— START OF AVAILABLE RECORDS —
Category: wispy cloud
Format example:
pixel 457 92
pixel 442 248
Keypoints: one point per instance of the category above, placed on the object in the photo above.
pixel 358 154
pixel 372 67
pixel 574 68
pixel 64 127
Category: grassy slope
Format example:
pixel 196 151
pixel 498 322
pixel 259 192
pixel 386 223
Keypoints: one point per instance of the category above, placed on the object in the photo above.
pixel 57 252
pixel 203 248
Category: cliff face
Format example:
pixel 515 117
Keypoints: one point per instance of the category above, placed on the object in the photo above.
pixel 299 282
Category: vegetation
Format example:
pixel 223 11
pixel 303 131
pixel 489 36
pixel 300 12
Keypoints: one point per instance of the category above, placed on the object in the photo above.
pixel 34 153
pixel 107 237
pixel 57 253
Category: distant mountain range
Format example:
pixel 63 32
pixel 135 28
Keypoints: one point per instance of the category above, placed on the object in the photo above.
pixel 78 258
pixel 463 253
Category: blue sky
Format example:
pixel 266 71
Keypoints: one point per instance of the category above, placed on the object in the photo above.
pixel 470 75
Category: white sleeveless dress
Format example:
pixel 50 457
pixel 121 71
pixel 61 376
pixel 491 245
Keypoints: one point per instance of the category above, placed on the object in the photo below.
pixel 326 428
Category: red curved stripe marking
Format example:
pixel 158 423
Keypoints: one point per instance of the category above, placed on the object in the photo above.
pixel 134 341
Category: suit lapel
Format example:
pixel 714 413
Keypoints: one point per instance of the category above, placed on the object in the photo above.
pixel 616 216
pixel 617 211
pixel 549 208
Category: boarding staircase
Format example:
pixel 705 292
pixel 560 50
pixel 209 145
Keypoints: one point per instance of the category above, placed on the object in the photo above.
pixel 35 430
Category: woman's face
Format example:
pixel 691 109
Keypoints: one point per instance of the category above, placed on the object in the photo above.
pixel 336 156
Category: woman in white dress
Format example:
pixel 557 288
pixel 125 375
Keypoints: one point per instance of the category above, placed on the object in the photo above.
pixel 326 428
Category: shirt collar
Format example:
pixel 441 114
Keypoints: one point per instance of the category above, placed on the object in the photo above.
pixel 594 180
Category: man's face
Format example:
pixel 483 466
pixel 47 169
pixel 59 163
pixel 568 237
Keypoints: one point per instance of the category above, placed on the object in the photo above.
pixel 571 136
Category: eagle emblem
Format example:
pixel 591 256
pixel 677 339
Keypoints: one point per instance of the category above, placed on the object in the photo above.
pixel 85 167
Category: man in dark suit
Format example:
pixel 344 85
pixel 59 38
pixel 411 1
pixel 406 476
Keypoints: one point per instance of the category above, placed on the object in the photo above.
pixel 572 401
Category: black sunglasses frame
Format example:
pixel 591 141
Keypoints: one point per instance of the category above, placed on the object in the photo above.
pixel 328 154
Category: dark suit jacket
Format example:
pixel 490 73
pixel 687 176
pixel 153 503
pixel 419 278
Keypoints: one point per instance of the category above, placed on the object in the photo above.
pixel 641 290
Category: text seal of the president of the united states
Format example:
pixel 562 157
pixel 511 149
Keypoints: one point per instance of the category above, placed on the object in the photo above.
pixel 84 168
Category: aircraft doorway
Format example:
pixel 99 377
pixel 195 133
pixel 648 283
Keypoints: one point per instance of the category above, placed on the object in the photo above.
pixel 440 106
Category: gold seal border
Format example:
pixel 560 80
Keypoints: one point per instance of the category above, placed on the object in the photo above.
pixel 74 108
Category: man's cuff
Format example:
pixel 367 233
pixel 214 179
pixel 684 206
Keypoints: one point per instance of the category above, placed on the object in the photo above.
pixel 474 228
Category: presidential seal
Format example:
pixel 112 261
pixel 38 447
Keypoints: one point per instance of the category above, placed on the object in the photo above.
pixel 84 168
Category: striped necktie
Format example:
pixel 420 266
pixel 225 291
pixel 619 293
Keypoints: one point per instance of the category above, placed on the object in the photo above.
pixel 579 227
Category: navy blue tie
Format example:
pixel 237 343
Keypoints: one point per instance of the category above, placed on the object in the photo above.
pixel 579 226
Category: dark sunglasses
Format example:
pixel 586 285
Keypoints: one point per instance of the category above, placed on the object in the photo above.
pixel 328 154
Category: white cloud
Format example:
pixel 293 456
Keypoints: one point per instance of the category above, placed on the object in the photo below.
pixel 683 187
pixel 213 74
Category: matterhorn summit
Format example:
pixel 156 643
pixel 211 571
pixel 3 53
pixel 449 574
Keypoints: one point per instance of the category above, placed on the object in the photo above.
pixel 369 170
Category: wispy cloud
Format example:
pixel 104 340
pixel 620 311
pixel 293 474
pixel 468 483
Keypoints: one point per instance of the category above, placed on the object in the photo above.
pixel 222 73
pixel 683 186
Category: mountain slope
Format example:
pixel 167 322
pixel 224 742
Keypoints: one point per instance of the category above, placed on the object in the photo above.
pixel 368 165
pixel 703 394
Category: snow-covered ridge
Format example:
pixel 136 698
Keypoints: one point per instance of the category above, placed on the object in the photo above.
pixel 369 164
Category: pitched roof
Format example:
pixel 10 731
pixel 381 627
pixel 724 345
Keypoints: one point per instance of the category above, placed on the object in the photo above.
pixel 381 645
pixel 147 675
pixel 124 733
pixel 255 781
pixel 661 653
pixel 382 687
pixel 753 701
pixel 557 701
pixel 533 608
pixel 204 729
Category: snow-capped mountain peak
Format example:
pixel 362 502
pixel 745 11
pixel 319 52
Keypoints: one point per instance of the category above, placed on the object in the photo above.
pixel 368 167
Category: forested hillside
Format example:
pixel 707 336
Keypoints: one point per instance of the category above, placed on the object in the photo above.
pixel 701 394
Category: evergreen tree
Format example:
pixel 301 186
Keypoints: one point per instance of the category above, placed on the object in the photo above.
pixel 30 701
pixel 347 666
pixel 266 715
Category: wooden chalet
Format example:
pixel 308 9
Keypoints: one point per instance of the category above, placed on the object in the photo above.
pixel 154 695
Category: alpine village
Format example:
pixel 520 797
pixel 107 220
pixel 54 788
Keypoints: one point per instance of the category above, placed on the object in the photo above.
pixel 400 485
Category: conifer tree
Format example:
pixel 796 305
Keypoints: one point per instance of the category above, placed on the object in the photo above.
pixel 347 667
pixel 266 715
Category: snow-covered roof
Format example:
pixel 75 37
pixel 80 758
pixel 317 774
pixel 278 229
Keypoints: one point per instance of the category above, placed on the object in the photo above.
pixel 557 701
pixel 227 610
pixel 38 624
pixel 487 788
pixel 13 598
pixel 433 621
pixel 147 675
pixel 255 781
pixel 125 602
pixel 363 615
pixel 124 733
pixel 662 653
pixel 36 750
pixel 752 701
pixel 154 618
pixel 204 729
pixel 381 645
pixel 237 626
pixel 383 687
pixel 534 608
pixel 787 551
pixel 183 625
— END OF AVAILABLE RECORDS —
WHAT YOU WILL DO:
Reproduce all of the data above line for line, changing nothing.

EXERCISE ANSWER:
Category: wispy cloud
Format example:
pixel 457 92
pixel 442 248
Keypoints: one point per instance of the category above, placed on the object in the photo above.
pixel 358 154
pixel 372 67
pixel 574 68
pixel 64 127
Category: grassy slope
Format example:
pixel 196 151
pixel 498 322
pixel 259 192
pixel 386 223
Keypoints: one point per instance of the category above, placed on the object in the photo above.
pixel 57 252
pixel 203 248
Category: cliff face
Format example:
pixel 515 117
Keypoints: one point per instance of the category above, placed on the object in the photo above.
pixel 299 282
Category: vegetation
Format example:
pixel 223 11
pixel 303 131
pixel 489 36
pixel 300 12
Keypoints: one point per instance of the category above, placed on the object in the photo above.
pixel 34 153
pixel 107 237
pixel 57 253
Category: distant mountain range
Format example:
pixel 63 32
pixel 135 28
Keypoints: one point per instance of the category above, placed on the object in the photo above.
pixel 78 258
pixel 463 253
Category: blue sky
Format example:
pixel 266 71
Keypoints: one point per instance of the category above, placed on the object in the photo above.
pixel 470 75
Category: white sleeveless dress
Format example:
pixel 50 457
pixel 121 71
pixel 61 376
pixel 491 245
Keypoints: one point per instance of the category above, placed on the object in the photo below.
pixel 326 428
Category: red curved stripe marking
Format example:
pixel 158 423
Keypoints: one point per instance of the category above, placed on the object in the photo above.
pixel 134 341
Category: suit lapel
Format example:
pixel 714 413
Keypoints: one point per instance of the category above, placed on the object in the photo above.
pixel 616 216
pixel 617 211
pixel 549 208
Category: boarding staircase
Format example:
pixel 705 292
pixel 560 50
pixel 209 145
Keypoints: one point per instance of the category above, placed on the object in the photo above.
pixel 35 430
Category: woman's face
Format example:
pixel 691 109
Keypoints: one point per instance of the category above, placed on the object in the photo above.
pixel 336 156
Category: woman in white dress
Format example:
pixel 557 288
pixel 125 375
Keypoints: one point per instance of the category above, placed on the object in the photo above.
pixel 326 428
Category: shirt collar
Format example:
pixel 441 114
Keypoints: one point per instance of the category above, placed on the object in the photo above.
pixel 594 180
Category: man's face
Format example:
pixel 483 466
pixel 47 169
pixel 59 163
pixel 568 237
Keypoints: one point per instance of the category above, placed on the object in the photo above.
pixel 571 136
Category: eagle emblem
Format example:
pixel 591 256
pixel 677 339
Keypoints: one point per instance of the category above, placed on the object in the photo above.
pixel 85 167
Category: man in dark suit
Format example:
pixel 344 85
pixel 59 38
pixel 411 1
pixel 406 476
Keypoints: one point per instance of the category above, placed on the object in the photo above.
pixel 572 401
Category: black sunglasses frame
Format example:
pixel 591 141
Keypoints: one point per instance of the category above, placed on the object in the photo above.
pixel 328 154
Category: dark suit jacket
Format example:
pixel 490 73
pixel 687 176
pixel 153 503
pixel 419 278
Keypoints: one point per instance of the category above, placed on the object in the photo above.
pixel 641 290
Category: text seal of the president of the united states
Format example:
pixel 562 157
pixel 511 149
Keypoints: one point per instance of the category above, placed on the object in the photo above.
pixel 84 168
Category: aircraft doorway
Format example:
pixel 99 377
pixel 195 133
pixel 648 283
Keypoints: one point per instance of the category above, placed on the object in the photo above.
pixel 440 106
Category: gold seal border
Format example:
pixel 560 80
Keypoints: one point per instance of the category above, placed on the object in the photo above.
pixel 74 108
Category: man's cuff
Format example:
pixel 367 233
pixel 214 179
pixel 684 206
Keypoints: one point per instance of the category above, placed on the object in the photo above.
pixel 474 228
Category: presidential seal
Format example:
pixel 112 261
pixel 38 447
Keypoints: one point per instance of the category above, placed on the object in the photo above.
pixel 84 168
Category: striped necktie
Format example:
pixel 420 266
pixel 225 291
pixel 619 293
Keypoints: one point per instance of the category above, placed on the object in the photo above.
pixel 579 227
Category: navy blue tie
Format example:
pixel 237 343
Keypoints: one point per instance of the category above, placed on the object in the photo above.
pixel 579 226
Category: dark sunglasses
Format example:
pixel 586 285
Keypoints: one point per instance of the category above, placed on the object in the photo above.
pixel 328 154
Category: white cloud
Format example:
pixel 293 456
Keypoints: one point per instance of the category above, placed on the object in the photo below.
pixel 683 187
pixel 213 74
Category: matterhorn summit
Format example:
pixel 156 643
pixel 211 571
pixel 3 53
pixel 449 574
Keypoints: one point per instance of the category above, placed on the object in the photo above.
pixel 369 170
Category: wispy cloud
Format example:
pixel 104 340
pixel 620 311
pixel 293 474
pixel 468 483
Keypoints: one point per instance of the category above, placed on the object in the photo above.
pixel 222 73
pixel 683 186
Category: mountain slope
Format example:
pixel 167 322
pixel 224 742
Keypoints: one point per instance of the category above, placed on the object in the photo above.
pixel 368 165
pixel 703 394
Category: snow-covered ridge
Format example:
pixel 136 698
Keypoints: one point per instance of the category above, placed on the object in the photo above.
pixel 369 164
Category: pitched roof
Format example:
pixel 10 731
pixel 381 627
pixel 724 345
Keypoints: one point per instance of the category above, placed on the object in the photo above.
pixel 381 645
pixel 147 675
pixel 124 733
pixel 255 781
pixel 661 653
pixel 382 687
pixel 753 701
pixel 557 701
pixel 533 608
pixel 204 729
Category: snow-capped mountain peak
Format example:
pixel 362 502
pixel 745 11
pixel 319 52
Keypoints: one point per instance of the category above, placed on the object in the photo above.
pixel 368 167
Category: forested hillside
Format example:
pixel 707 336
Keypoints: one point per instance of the category above, placed on the object in the photo above.
pixel 701 394
Category: evergreen tree
Format example:
pixel 301 186
Keypoints: one point per instance of the category above, placed on the object in the photo above.
pixel 30 701
pixel 347 666
pixel 266 715
Category: wooden chalet
Format example:
pixel 308 9
Keypoints: one point per instance of the category above, placed on the object in the photo above.
pixel 154 695
Category: alpine village
Format example:
pixel 520 797
pixel 107 220
pixel 54 788
Keypoints: one point per instance of the category above, placed on the object in the photo above.
pixel 400 485
Category: conifer tree
Format example:
pixel 796 305
Keypoints: one point per instance of the category above, placed on the object in the photo above.
pixel 347 667
pixel 266 715
Category: snow-covered roof
Format example:
pixel 75 37
pixel 80 758
pixel 317 774
pixel 278 229
Keypoints: one point per instance of the category above, placed on the object in the photo above.
pixel 557 701
pixel 227 610
pixel 38 624
pixel 487 788
pixel 13 598
pixel 433 621
pixel 147 675
pixel 255 781
pixel 125 602
pixel 363 615
pixel 124 733
pixel 662 653
pixel 36 750
pixel 752 701
pixel 154 618
pixel 204 729
pixel 381 645
pixel 237 626
pixel 383 687
pixel 534 608
pixel 787 551
pixel 183 625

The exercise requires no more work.